**SUPPLIED TEXT**
Re: Upto 50% ping loss when ARP cache grows over ~100 items ( HP-UX 11.31 RX2620-2 )

Hi Donna,
Sorry it was my fault...
I had forgotten to stop the "flood-ping" script before running the netstat commands.
I've done the same test again and there were only 37 pings in 27186 sent tcp packets in the 10 minute period.
I only started to run the "flood-ping" script when we started to encounter broken connections due to lost packets.
And, I also have to run the "ifconfig" script simultaneously, to periodically "reset" the network stack?, clear the ARP cache?
This is the only way that I can make the server "usable"...
Actually, these two scripts have been running continously since I booted the system on 16th May 2017.
The server was shutdown for a few hours due to UPS maintenance.
I remember installing the March 2017 QPKBASE and QPKAPPS bundles before shutting down the system.

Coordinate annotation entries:
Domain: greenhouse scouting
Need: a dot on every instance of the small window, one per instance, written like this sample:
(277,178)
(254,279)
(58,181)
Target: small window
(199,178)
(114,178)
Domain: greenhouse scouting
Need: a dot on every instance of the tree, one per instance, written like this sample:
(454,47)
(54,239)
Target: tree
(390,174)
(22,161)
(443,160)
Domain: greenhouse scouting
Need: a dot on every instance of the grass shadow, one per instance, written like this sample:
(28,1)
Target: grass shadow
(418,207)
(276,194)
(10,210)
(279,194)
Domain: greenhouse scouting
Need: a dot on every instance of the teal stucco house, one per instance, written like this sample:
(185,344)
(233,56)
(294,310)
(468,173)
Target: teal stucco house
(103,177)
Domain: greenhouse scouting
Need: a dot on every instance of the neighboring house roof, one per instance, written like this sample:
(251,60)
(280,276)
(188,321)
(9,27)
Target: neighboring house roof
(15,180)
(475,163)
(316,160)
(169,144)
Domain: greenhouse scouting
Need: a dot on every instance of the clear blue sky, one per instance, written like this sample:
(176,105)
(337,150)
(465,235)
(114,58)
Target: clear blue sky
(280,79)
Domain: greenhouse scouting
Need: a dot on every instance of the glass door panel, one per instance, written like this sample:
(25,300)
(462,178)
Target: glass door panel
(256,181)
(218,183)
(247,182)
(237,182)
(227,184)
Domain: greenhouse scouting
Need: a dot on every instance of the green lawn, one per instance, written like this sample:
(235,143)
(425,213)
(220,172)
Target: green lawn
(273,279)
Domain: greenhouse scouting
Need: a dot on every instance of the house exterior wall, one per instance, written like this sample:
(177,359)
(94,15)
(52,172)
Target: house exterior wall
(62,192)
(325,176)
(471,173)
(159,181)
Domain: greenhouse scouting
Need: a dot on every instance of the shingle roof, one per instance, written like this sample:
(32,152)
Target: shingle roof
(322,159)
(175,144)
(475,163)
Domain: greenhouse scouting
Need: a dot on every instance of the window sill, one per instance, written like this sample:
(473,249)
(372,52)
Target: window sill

**WHAT IS ASKED**
(A) According to the forum reply on ping loss, why was the server shut down for a few hours?
(B) Do these statements agree with the forum reply on ping loss? Answer yes or no for each, quoting the words that decide it. (i) The repeated test covered a 10 minute period. (ii) The two scripts have been running since the system was booted in March 2017. (iii) The QPKBASE and QPKAPPS bundles were installed after the system was shut down.
(C) Resume the forum reply on ping loss after its final sentence.

**EXPECTED OUTPUTS**
(A) It was shut down because of UPS maintenance.

(B)
(i) Yes: "in the 10 minute period."
(ii) No: "since I booted the system on 16th May 2017."
(iii) No: "before shutting down the system."

(C)
Should I uninstall both bundles and see what happens?

Today, after everyone went home, I stopped our "global systems daemon" program.
This program checks about 180 "must-be-alive" systems/services such as our SMTP/POP3/HTTP/Oracle/Etc. services as well as IOT nodes, some sensor values,, security cameras/recording equipment, personnel attendance readers and so on.
With this program stopped, the ARP cache grows very slowly, in fact it took 4 hours to reach 100 MAC's.
And, to my surprise there was not a single packet loss in this 4 hour period.
As soon as the ARP count exceeded ~100, some packet loss started.
This problem is starting look like it is directly related to the ARP cache size...